### Dataset records ###

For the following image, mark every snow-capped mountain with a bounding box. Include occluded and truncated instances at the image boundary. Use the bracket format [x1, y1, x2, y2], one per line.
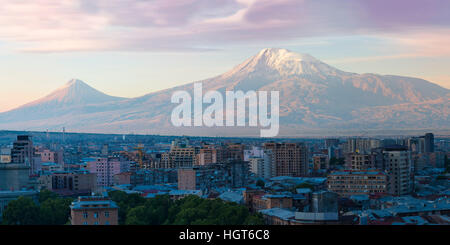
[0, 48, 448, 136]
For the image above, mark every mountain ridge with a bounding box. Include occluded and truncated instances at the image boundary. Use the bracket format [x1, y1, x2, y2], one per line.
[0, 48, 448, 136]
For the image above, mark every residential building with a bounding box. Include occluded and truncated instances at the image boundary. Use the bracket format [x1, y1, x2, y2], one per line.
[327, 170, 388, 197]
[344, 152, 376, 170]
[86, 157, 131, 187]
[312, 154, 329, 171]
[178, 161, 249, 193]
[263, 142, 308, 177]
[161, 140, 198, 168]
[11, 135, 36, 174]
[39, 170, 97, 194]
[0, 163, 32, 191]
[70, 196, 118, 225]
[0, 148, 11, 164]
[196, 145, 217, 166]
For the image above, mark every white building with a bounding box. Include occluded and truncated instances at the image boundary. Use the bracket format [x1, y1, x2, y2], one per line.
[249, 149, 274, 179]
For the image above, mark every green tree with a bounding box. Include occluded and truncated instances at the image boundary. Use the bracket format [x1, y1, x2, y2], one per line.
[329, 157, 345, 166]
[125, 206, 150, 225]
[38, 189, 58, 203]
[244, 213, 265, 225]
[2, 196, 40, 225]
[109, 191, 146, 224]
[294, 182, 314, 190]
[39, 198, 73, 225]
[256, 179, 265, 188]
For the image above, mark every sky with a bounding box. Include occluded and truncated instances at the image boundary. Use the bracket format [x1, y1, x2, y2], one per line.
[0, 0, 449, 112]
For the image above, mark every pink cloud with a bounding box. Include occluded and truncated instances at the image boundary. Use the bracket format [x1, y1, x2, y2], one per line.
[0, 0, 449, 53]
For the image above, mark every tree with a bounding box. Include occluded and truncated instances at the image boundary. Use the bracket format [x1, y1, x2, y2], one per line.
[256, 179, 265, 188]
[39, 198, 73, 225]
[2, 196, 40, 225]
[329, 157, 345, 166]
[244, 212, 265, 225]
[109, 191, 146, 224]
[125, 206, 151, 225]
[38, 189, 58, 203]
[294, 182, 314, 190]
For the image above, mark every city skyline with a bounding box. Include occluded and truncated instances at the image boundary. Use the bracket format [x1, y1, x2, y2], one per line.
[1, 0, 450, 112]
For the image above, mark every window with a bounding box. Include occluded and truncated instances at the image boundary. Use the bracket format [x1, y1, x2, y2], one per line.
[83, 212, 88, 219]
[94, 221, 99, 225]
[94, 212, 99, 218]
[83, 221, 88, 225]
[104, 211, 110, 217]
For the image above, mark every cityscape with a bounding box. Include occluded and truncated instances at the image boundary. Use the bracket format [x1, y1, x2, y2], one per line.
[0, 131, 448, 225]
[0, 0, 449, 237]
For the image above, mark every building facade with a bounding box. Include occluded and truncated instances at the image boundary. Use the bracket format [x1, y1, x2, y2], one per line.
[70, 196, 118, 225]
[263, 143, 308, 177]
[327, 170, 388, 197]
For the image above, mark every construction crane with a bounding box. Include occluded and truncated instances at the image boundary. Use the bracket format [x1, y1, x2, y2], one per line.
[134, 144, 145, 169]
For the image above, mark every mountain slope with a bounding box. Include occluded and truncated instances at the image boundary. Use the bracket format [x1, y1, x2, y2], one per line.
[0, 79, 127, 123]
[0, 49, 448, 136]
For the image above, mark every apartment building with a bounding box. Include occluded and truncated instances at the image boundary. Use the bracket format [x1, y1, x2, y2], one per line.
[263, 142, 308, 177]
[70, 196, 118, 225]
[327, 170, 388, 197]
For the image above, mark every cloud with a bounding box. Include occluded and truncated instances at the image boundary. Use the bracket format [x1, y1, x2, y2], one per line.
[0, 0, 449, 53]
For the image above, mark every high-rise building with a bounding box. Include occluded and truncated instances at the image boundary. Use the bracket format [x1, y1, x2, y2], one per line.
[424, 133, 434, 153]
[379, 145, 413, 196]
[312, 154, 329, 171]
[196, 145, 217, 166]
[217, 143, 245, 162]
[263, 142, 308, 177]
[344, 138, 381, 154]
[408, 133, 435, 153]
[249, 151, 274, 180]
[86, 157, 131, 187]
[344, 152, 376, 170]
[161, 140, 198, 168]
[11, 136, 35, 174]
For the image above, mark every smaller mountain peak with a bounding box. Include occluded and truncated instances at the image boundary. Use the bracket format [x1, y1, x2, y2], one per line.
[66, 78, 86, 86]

###

__How to complete this task__
Repeat the records exactly but leave out the images.

__Exercise output__
For the following image, mark every snow-capped mountain with a bounding box. Include occluded and truncated instances at the image boundary. Use the bracket format [x1, y1, x2, y2], one per line.
[0, 48, 448, 136]
For the image above, mark every mountain ridge with a bounding box. Include occluded and truncated instances at the image boundary. Use the bracket format [x1, y1, x2, y2], one per line.
[0, 48, 448, 136]
For the image above, mark every residential building with a bounding box. Include occluded and truncated instances at the image boundary. Use the bracket format [x1, y1, x2, y2], one per line.
[327, 170, 388, 197]
[344, 152, 376, 170]
[86, 157, 131, 187]
[312, 154, 329, 171]
[178, 161, 249, 193]
[263, 142, 308, 177]
[161, 140, 198, 168]
[11, 135, 36, 174]
[39, 170, 97, 194]
[0, 163, 32, 191]
[70, 196, 118, 225]
[0, 148, 11, 164]
[196, 145, 217, 166]
For the image above, mark every white building with a bounding box. Include occluded and truncated instances at the image boundary. Use the bracket format [x1, y1, x2, y2], one per line.
[249, 149, 274, 179]
For the image above, mark every green tree with a bounding box. Include occluded and truncated instances at the image boundary. Use the bracket format [x1, y1, x2, y2], one per line.
[329, 157, 345, 166]
[125, 206, 150, 225]
[38, 189, 58, 203]
[244, 213, 265, 225]
[2, 196, 40, 225]
[109, 191, 146, 224]
[294, 182, 314, 190]
[39, 198, 73, 225]
[256, 179, 265, 188]
For the image above, mark every sky with a bounding box. Include occluded and truncated instances at the image boundary. Use the bracket format [x1, y1, x2, y2], one per line.
[0, 0, 449, 112]
For the image above, mark every pink cloud with a bounding box. Include occluded and truncated instances at the image boundary. Use the bracket format [x1, y1, x2, y2], one per line.
[0, 0, 449, 53]
For the image above, mark every tree with a bounding box. Include occluded and truncated instances at the image boundary. Use the bracket format [x1, y1, x2, y2], one per line.
[256, 179, 265, 188]
[39, 198, 73, 225]
[2, 196, 40, 225]
[329, 157, 345, 166]
[244, 212, 265, 225]
[109, 191, 146, 224]
[125, 206, 151, 225]
[38, 189, 58, 203]
[294, 182, 314, 190]
For the image above, mark every city skyline with a bounding box. Include occluded and truncated instances at the image boundary. Use the bracket format [x1, y1, x2, y2], one per line.
[1, 0, 450, 112]
For the image above, mark every window with a bounding box. Include occluded and truncated instances at the image boundary. Use the bracket format [x1, y1, x2, y2], one per line.
[83, 212, 88, 219]
[94, 221, 99, 225]
[94, 212, 99, 218]
[83, 221, 88, 225]
[104, 211, 110, 217]
For the image above, mark every cityscape with a bounding box. Include occluded and truncated instances at the image boundary. Use the bracket format [x1, y1, x2, y2], one per line.
[0, 131, 448, 225]
[0, 0, 449, 237]
For the image above, mark every building facade with a bounding box. Include occluded and truncated instances at the image boundary. Use the bracket format [x1, y1, x2, y2], one per line.
[70, 196, 118, 225]
[263, 143, 308, 177]
[327, 170, 388, 197]
For the image above, mark every construction crane with a bounding box. Include occluded and truncated instances at the image boundary. Use the bracket format [x1, y1, x2, y2], one per line.
[134, 144, 145, 169]
For the image above, mark every mountain slope with a bounding box. Include occluded and truncated instances at the image boundary. Use the bracket format [x1, y1, x2, y2], one per line.
[0, 79, 127, 123]
[0, 49, 448, 136]
For the image above, mark every apartment building with a bounding box. Include occluded and truncated instances at the image boundary. Use the bracket format [x1, y1, x2, y2], one per line.
[263, 142, 308, 177]
[70, 196, 118, 225]
[327, 170, 388, 197]
For the image above, mark every cloud with a bounding box. Include occluded and truncated instances at the image boundary. Use the bracket format [x1, y1, x2, y2], one per line.
[0, 0, 449, 53]
For the image above, mark every high-rise building with a bounding box. Include occluded and truncated instances at the image boundary. Use the bracket format [x1, y1, x2, y2], one per line.
[424, 133, 434, 153]
[379, 145, 413, 196]
[312, 154, 329, 171]
[196, 145, 217, 166]
[217, 143, 245, 162]
[263, 142, 308, 177]
[344, 138, 381, 154]
[408, 133, 435, 153]
[249, 151, 274, 180]
[86, 157, 131, 187]
[344, 152, 376, 170]
[161, 140, 198, 168]
[11, 136, 35, 174]
For the image above, mark every smaller mountain peak with a bounding box. Include occluded and truncated instances at the image boundary. Use the bracket format [x1, y1, x2, y2], one per line.
[66, 78, 86, 86]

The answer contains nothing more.